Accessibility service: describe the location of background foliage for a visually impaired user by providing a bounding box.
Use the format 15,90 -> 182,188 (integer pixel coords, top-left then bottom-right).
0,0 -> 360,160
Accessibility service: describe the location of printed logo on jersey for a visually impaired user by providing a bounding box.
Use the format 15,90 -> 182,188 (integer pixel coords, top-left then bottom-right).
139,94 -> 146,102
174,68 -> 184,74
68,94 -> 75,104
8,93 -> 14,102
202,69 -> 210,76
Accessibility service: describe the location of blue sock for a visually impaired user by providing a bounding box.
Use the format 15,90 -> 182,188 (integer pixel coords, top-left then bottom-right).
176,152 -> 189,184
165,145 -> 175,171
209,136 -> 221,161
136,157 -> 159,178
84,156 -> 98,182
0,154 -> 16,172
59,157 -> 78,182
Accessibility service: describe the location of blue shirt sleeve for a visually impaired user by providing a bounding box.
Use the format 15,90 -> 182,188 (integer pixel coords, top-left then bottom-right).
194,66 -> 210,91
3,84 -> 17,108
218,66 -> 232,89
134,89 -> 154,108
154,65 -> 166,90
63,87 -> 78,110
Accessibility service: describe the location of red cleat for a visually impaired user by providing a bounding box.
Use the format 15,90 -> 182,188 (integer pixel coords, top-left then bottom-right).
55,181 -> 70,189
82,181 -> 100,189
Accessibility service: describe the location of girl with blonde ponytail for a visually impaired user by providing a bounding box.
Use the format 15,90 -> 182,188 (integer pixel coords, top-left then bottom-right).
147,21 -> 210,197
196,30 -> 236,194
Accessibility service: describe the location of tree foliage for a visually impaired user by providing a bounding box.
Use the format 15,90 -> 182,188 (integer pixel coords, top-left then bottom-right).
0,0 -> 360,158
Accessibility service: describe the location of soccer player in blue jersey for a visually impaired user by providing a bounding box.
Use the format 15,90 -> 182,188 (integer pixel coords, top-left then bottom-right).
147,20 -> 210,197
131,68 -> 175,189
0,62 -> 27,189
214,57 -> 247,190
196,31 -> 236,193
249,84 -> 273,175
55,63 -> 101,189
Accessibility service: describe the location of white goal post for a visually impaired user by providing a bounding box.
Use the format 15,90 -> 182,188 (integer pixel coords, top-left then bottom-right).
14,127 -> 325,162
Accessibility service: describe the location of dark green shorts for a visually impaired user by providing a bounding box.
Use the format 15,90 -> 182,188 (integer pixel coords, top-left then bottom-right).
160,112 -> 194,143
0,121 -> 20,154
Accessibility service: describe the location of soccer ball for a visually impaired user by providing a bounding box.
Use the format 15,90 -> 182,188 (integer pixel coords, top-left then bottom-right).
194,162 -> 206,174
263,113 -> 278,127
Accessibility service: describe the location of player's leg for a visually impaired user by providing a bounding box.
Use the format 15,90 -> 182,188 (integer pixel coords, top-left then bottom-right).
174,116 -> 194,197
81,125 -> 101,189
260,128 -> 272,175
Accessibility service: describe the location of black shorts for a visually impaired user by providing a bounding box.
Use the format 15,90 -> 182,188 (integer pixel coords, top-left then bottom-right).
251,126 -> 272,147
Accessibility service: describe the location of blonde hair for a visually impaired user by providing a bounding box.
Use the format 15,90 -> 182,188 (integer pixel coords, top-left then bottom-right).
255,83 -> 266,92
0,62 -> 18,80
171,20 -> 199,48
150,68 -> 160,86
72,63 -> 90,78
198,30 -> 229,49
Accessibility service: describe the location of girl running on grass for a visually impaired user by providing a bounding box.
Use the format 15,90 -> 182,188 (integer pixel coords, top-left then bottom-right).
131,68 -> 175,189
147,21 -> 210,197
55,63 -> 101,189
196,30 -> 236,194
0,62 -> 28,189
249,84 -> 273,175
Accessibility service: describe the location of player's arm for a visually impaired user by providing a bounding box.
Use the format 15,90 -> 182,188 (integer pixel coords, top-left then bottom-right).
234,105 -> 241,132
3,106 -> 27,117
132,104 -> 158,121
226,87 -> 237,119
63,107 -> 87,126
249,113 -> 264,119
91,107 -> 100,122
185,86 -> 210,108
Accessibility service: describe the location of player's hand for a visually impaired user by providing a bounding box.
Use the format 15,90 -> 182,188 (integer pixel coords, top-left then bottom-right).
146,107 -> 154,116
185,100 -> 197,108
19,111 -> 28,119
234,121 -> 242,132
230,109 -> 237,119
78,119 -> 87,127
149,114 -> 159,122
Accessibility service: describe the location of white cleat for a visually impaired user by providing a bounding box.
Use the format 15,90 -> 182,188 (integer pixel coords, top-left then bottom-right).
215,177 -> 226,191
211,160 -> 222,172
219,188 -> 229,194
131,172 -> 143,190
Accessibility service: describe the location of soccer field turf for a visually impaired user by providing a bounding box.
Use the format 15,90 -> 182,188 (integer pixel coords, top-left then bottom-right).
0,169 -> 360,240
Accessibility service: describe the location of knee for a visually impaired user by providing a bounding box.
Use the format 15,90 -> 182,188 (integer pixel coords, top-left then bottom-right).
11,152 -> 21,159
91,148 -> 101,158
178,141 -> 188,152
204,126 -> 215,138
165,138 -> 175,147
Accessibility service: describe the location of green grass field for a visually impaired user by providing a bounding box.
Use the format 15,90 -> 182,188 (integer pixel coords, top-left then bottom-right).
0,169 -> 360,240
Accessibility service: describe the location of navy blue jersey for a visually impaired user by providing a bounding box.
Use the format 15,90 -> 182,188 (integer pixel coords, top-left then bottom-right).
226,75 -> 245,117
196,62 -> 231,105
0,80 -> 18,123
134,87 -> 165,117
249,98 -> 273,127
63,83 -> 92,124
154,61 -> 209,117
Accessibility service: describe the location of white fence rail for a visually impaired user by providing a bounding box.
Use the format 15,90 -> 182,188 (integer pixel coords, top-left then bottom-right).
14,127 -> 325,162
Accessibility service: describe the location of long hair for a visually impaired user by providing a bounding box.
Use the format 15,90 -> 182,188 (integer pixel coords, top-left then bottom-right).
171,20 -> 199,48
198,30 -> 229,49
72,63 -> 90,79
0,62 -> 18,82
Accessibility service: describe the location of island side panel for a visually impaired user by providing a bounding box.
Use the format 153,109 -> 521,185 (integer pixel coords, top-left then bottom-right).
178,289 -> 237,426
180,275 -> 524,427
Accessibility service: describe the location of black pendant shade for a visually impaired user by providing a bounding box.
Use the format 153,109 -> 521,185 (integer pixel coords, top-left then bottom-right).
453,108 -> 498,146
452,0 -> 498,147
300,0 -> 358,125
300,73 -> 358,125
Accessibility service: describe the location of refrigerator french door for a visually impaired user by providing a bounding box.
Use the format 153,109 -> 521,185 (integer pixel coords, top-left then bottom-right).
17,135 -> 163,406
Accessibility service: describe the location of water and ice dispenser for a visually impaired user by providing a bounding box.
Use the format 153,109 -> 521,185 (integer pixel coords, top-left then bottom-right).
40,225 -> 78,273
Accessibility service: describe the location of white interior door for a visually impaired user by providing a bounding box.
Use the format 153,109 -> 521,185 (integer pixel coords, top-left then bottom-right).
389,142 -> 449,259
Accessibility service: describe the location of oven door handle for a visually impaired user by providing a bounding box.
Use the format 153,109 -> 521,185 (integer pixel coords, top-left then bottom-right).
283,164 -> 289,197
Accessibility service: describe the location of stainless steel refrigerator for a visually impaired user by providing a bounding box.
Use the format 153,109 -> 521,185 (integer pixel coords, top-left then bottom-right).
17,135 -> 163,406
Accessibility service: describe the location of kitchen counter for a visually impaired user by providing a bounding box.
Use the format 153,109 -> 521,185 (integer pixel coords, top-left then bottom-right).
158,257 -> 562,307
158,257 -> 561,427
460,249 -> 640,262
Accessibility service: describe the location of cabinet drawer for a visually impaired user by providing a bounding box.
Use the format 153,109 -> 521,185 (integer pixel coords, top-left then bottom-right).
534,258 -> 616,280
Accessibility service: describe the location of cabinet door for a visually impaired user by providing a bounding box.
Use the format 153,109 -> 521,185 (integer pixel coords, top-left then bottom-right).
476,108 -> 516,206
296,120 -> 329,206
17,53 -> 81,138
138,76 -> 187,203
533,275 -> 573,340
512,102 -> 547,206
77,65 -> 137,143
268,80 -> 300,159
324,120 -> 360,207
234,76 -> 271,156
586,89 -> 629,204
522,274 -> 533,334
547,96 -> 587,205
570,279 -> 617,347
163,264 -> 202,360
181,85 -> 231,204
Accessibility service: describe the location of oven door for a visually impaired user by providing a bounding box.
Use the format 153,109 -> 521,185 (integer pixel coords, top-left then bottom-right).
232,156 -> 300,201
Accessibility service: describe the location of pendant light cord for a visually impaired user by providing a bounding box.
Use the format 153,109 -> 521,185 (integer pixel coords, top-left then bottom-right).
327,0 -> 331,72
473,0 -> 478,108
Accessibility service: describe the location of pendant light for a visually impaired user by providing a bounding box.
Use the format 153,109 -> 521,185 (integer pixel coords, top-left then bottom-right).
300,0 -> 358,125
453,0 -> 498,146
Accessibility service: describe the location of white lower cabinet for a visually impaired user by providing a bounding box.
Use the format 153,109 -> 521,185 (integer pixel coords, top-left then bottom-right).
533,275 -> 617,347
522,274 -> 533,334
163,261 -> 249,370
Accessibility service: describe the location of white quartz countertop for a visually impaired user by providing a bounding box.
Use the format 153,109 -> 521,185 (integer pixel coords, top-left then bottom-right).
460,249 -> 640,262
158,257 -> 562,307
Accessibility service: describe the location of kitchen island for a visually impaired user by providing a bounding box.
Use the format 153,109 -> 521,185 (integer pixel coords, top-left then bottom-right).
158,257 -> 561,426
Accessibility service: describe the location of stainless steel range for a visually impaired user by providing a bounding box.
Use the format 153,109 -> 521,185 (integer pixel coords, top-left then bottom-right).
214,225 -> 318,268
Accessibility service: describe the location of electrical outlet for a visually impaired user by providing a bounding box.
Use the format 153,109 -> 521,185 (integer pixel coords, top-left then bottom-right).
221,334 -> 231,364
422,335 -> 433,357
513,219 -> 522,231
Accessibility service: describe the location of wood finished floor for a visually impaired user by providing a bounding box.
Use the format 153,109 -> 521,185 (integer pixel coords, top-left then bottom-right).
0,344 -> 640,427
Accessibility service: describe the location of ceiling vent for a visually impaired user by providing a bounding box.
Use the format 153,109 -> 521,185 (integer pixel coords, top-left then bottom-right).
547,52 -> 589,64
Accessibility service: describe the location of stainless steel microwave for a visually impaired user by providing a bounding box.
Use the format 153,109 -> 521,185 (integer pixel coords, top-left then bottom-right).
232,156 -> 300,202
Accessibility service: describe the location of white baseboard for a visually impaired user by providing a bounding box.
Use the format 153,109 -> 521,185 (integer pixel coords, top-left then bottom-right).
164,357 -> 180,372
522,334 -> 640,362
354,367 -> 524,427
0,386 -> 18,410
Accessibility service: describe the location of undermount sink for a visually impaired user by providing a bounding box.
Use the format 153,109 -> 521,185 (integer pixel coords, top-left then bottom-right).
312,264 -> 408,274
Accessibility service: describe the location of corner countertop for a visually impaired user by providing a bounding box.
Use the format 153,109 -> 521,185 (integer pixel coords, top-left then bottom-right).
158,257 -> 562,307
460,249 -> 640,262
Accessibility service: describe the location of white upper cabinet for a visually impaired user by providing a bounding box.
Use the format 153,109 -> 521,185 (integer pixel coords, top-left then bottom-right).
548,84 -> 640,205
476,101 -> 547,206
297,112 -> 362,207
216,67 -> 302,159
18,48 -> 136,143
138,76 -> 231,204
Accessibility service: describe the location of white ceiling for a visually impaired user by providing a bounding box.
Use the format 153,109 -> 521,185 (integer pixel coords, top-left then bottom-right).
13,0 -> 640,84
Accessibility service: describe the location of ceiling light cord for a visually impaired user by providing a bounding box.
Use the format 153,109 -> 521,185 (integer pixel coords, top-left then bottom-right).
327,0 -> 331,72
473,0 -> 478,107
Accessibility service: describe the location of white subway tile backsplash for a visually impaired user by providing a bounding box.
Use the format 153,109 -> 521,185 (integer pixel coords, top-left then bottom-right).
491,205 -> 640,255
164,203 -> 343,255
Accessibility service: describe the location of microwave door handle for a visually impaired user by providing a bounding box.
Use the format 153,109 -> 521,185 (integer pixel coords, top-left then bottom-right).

#### What needs to be done
Please write out the records again, starting with the line containing "Accessibility service: describe the location of soccer field" and going on through the line containing "165,138 -> 175,147", keeping every line. Shift each coordinate in the answers by -90, and leave all other text unchanged.

#### Solution to the problem
Accessibility service: describe the location of soccer field turf for a visually impaired user by providing a bounding box.
Use the format 15,90 -> 182,188 (integer pixel coords, top-left then bottom-right).
-90,79 -> 270,150
Accessibility service: describe the location of knee for a visually impaired user by providing a bounding box.
Use the format 15,90 -> 182,188 (integer pixel coords, top-left then bottom-right).
-79,62 -> -69,69
1,58 -> 11,68
88,51 -> 98,62
114,36 -> 125,48
75,48 -> 85,57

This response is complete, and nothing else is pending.